WORK TO BE COMPLETED: Copy out everything from the line containing "Task: point to the gravel" down to the last of the lines, requests included, and multiply each x and y coordinate in the answers by 1.8, rounding to whole numbers with halves going up. Keep the requests and their format samples unchanged, and give only this stretch.

INFORMATION GIVEN:
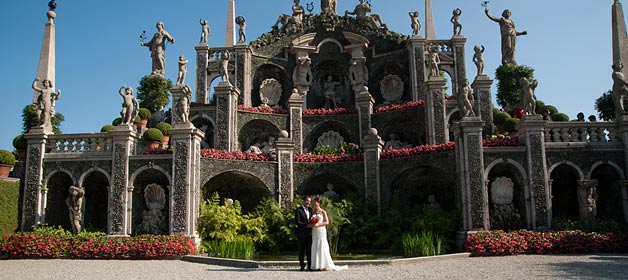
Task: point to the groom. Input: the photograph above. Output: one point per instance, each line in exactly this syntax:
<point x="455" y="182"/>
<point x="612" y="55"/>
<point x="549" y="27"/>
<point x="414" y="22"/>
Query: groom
<point x="304" y="231"/>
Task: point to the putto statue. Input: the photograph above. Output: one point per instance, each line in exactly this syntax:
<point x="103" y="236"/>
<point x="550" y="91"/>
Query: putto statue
<point x="157" y="47"/>
<point x="44" y="100"/>
<point x="509" y="36"/>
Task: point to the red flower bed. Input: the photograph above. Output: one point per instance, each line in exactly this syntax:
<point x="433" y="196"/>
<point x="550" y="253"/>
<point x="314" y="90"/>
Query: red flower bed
<point x="53" y="246"/>
<point x="235" y="155"/>
<point x="417" y="151"/>
<point x="500" y="243"/>
<point x="393" y="107"/>
<point x="262" y="109"/>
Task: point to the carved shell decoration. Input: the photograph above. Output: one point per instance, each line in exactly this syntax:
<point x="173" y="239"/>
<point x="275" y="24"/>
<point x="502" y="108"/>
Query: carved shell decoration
<point x="270" y="92"/>
<point x="330" y="138"/>
<point x="392" y="88"/>
<point x="155" y="197"/>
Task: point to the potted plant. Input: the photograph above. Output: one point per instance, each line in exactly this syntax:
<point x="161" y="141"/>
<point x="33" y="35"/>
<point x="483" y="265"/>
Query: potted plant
<point x="7" y="160"/>
<point x="152" y="137"/>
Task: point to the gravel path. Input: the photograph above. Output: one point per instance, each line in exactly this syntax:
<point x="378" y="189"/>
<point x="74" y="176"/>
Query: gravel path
<point x="605" y="266"/>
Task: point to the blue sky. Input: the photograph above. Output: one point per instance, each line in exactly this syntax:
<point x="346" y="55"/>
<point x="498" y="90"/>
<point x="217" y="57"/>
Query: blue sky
<point x="568" y="44"/>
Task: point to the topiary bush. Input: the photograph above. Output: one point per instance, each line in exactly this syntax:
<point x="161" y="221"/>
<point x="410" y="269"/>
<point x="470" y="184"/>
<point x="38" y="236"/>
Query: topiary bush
<point x="153" y="134"/>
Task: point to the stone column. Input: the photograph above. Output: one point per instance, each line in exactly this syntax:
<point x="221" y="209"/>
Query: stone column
<point x="285" y="150"/>
<point x="295" y="105"/>
<point x="484" y="102"/>
<point x="416" y="52"/>
<point x="119" y="220"/>
<point x="436" y="118"/>
<point x="531" y="133"/>
<point x="186" y="190"/>
<point x="226" y="112"/>
<point x="470" y="166"/>
<point x="372" y="145"/>
<point x="202" y="84"/>
<point x="34" y="198"/>
<point x="364" y="103"/>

EXERCISE RESPONSE:
Task: point to the gravel path. Input: the photograph above. Output: one point per instance, each line in exactly this syntax:
<point x="378" y="189"/>
<point x="74" y="176"/>
Query: gravel path
<point x="1089" y="479"/>
Task: point to the blue sky. Input: the photograph above. Output: one point per instance, each line in exactly this syntax:
<point x="346" y="55"/>
<point x="498" y="90"/>
<point x="217" y="57"/>
Query: blue sky
<point x="1022" y="79"/>
Task: point to the topiary bush. Input: the photograph above. Output: one point per instance, each line in exactly this syntax:
<point x="161" y="221"/>
<point x="410" y="269"/>
<point x="470" y="184"/>
<point x="38" y="236"/>
Query: topiary bush
<point x="275" y="241"/>
Task: point to the stone column. Input: the photograph above. Output: one point per instance, each line in exactly this syntax:
<point x="221" y="209"/>
Query: stone column
<point x="513" y="270"/>
<point x="531" y="189"/>
<point x="871" y="184"/>
<point x="749" y="94"/>
<point x="214" y="396"/>
<point x="785" y="212"/>
<point x="956" y="239"/>
<point x="335" y="342"/>
<point x="407" y="202"/>
<point x="846" y="299"/>
<point x="670" y="261"/>
<point x="364" y="151"/>
<point x="61" y="356"/>
<point x="655" y="185"/>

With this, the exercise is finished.